[[ GIVEN PASSAGE open ]]

Thanks for bearing with me. This is just another take on the Christmas story from someone who has been labeled ‘doubting Thomas’ for good reasons.

Come & See

For Lutherans and numerous other Christian denominations, Christmas is not just Christmas Eve, December 24th, and Christmas Day, December 25th. It is an extended season often called Christmastide celebrated from Christmas Eve until January 5th – the twelve days of Christmas. During this time we continue to observe the birth of Jesus. Many of us leave decorations in place until January 5th, the Twelfth Night, or until February 2nd, Candlemas, as we continue with our Christmas. In Lutheran and Episcopalian tradition , Candlemas is a time when congregants bring their candles to church for blessing. These candles are then used the rest of the year. They are symbolic of Jesus, the Christ, who referred to Himself as the Light of the World.

It is a time of communal celebration as well as personal reflection upon the meaning of this Holy season. It is a time to come and see what God has done.

“For God so loved the world that he gave his only begotten Son, that whosoever believeth in him should not perish, but have everlasting life.” JOHN 3:16 KJV

Now what?

Probably most of the Christian world has whispered a hushed ‘phewww’ now that the pace of the season is over. Time to kick back, watch some football on TV and run to WalMart to exchange those unwanted gifts.

But, what shall we do with Jesus, the greatest gift of all? We could put him on the fireplace mantel until next year, pack him away with the rest of the Christmas decororations, or shove him into the closet with the other unwanted gifts.

What will I do with Jesus? Several years ago, a renown comedian referred to Jesus as our imaginary friend. Amidst his profanity, the tasteless attempts at comedy, his crude sexual referrals, this one comment offended my senses more than any.

But, it caused me to contemplate. Is this just a product of my imagination? Have I been bamboozled by opportunistic theologians? Am I searching fruitlessly for answers in an unknown realm of belief?

[[ GIVEN PASSAGE closed ]]

### ACTIVITY 1
According to the Christmastide passage, what do congregants bring to church for blessing at Candlemas in Lutheran and Episcopalian tradition?
### ACTIVITY 2
Decide whether each statement agrees with the Christmastide passage, answering yes or no and quoting the words that decide it: (a) Candlemas falls on February 2nd. (b) The candles blessed at Candlemas are used only on that day. (c) A comedian referred to Jesus as our imaginary friend.
### ACTIVITY 3
Translate this sentence from the Christmastide passage into Spanish: "It is a time to come and see what God has done."

[[ RECORDED DATA open ]]

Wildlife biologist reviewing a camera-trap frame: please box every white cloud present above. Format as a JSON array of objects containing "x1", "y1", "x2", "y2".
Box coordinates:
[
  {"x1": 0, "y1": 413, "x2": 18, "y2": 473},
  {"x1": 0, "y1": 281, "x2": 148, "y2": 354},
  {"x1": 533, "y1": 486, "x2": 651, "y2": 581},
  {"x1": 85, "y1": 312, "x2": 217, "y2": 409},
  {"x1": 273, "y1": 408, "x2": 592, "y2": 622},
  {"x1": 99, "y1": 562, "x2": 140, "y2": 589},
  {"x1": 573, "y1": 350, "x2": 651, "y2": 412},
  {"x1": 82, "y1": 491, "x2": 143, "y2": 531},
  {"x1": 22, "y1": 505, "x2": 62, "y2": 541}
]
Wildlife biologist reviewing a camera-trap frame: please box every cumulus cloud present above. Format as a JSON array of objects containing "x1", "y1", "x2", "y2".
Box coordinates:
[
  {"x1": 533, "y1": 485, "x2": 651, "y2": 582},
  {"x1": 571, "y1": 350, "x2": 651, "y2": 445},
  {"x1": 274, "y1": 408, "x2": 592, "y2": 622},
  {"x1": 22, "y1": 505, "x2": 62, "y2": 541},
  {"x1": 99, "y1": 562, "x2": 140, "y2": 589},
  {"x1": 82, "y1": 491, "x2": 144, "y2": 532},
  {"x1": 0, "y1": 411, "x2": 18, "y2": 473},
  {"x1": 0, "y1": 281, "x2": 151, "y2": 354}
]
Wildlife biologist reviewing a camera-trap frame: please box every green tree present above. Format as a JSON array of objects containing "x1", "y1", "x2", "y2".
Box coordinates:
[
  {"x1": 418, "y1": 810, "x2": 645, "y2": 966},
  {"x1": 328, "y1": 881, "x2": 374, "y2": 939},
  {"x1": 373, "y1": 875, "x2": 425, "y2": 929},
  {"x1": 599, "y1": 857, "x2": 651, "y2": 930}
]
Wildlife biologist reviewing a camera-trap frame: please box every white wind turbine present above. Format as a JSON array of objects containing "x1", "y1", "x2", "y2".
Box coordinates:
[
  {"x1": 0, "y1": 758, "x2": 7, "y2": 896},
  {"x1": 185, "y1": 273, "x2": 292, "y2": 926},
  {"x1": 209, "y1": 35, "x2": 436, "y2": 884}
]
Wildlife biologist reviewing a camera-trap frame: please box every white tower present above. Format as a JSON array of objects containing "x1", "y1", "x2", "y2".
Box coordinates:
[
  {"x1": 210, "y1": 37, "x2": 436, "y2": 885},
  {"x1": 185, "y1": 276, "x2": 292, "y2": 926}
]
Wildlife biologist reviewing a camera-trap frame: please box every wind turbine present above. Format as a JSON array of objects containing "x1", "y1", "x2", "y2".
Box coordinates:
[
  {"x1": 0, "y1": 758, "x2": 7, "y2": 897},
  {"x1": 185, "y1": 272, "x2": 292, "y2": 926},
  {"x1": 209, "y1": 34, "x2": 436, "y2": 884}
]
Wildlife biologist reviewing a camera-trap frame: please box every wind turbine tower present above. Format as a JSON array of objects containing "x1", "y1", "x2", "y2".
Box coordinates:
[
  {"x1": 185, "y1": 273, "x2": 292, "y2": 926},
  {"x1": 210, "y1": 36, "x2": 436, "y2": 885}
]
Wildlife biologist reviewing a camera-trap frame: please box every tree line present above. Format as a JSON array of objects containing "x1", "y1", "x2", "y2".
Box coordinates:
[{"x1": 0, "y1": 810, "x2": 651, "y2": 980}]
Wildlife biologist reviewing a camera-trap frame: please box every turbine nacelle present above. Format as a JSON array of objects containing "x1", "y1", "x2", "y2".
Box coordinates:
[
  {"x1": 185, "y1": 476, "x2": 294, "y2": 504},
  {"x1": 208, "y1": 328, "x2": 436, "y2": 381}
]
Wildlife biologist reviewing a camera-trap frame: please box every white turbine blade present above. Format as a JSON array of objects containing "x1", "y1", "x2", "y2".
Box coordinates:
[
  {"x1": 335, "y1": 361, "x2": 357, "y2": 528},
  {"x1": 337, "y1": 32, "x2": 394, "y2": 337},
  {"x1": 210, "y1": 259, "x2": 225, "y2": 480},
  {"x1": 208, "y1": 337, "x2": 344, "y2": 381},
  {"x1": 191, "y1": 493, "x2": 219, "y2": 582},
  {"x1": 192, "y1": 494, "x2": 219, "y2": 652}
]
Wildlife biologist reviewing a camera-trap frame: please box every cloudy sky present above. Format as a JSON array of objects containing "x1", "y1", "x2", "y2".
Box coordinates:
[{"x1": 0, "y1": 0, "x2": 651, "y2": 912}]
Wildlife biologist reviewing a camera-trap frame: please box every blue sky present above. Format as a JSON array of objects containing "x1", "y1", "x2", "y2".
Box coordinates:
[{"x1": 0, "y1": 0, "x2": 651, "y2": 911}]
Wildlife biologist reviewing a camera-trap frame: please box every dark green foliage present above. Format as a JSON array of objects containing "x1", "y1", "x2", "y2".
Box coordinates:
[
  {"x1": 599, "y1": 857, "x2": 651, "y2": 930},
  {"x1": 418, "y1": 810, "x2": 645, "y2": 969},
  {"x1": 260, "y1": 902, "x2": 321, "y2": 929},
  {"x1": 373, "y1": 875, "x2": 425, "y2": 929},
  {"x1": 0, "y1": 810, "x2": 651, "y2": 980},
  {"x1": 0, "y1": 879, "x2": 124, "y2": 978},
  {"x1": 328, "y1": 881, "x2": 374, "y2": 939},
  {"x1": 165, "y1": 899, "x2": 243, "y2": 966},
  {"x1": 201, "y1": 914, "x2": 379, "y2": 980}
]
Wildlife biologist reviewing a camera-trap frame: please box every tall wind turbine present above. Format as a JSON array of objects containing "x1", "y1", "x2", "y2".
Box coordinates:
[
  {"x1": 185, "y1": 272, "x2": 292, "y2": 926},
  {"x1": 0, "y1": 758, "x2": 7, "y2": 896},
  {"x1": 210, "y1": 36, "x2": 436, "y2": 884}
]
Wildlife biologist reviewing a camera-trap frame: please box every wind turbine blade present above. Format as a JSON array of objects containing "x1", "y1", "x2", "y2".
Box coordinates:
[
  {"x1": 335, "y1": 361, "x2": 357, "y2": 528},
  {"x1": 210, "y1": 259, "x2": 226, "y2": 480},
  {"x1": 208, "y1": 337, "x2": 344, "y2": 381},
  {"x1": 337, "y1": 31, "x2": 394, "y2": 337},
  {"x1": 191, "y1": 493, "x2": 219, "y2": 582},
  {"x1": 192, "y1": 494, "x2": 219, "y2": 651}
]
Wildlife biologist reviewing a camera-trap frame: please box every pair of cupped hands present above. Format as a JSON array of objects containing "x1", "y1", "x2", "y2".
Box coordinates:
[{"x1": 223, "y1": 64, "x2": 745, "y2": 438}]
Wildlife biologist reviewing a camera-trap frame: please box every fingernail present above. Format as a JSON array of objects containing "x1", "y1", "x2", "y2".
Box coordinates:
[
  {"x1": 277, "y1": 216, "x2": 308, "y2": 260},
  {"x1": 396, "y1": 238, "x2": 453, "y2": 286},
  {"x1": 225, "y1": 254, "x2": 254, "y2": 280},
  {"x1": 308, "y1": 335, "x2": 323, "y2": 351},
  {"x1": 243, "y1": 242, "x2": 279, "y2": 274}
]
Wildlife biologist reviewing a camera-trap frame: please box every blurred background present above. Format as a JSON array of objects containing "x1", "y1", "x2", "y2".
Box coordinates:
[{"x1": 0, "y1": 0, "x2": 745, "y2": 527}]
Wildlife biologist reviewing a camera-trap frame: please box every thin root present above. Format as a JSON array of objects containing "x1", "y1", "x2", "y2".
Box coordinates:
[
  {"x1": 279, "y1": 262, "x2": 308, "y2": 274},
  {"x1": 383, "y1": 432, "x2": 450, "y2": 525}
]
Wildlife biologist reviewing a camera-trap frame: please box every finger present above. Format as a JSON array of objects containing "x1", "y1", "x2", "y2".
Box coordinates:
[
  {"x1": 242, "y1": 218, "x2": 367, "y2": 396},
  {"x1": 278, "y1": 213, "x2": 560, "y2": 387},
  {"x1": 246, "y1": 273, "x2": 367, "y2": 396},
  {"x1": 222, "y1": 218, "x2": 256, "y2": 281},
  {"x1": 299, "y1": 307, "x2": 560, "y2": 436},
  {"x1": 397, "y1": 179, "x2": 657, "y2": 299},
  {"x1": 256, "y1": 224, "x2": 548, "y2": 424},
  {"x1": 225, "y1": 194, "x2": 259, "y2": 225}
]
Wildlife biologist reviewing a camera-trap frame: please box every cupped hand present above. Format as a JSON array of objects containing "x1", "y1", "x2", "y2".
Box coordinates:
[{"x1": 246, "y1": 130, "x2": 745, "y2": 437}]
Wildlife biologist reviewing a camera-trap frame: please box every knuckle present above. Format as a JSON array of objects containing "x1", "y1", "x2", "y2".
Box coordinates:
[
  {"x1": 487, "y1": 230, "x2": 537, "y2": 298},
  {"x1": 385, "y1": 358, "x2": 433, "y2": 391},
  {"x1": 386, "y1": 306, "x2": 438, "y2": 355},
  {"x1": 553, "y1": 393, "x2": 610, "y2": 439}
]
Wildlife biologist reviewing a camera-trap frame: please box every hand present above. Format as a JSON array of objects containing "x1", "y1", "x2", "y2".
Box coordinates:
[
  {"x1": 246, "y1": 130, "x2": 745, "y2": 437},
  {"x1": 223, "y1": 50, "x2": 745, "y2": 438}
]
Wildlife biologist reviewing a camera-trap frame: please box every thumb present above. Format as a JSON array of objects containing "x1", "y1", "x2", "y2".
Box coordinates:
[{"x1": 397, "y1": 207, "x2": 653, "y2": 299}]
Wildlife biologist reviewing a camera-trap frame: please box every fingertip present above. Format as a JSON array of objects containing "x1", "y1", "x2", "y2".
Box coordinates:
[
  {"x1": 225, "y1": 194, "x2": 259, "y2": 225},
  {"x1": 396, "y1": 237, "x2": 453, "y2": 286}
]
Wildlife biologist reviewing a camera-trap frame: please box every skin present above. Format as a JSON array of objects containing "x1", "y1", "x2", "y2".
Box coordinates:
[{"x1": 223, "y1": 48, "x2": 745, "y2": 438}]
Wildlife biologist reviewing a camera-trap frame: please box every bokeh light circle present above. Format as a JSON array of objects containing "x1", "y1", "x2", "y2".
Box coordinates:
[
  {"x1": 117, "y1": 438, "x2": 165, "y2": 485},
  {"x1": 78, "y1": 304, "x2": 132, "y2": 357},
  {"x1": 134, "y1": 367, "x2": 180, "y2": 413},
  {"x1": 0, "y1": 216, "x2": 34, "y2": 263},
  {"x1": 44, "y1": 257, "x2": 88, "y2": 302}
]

[[ RECORDED DATA closed ]]

### ANSWER 1
They bring their candles.

### ANSWER 2
(a) Yes: "or until February 2nd, Candlemas"
(b) No: "These candles are then used the rest of the year."
(c) Yes: "referred to Jesus as our imaginary friend"

### ANSWER 3
Es un tiempo para venir y ver lo que Dios ha hecho.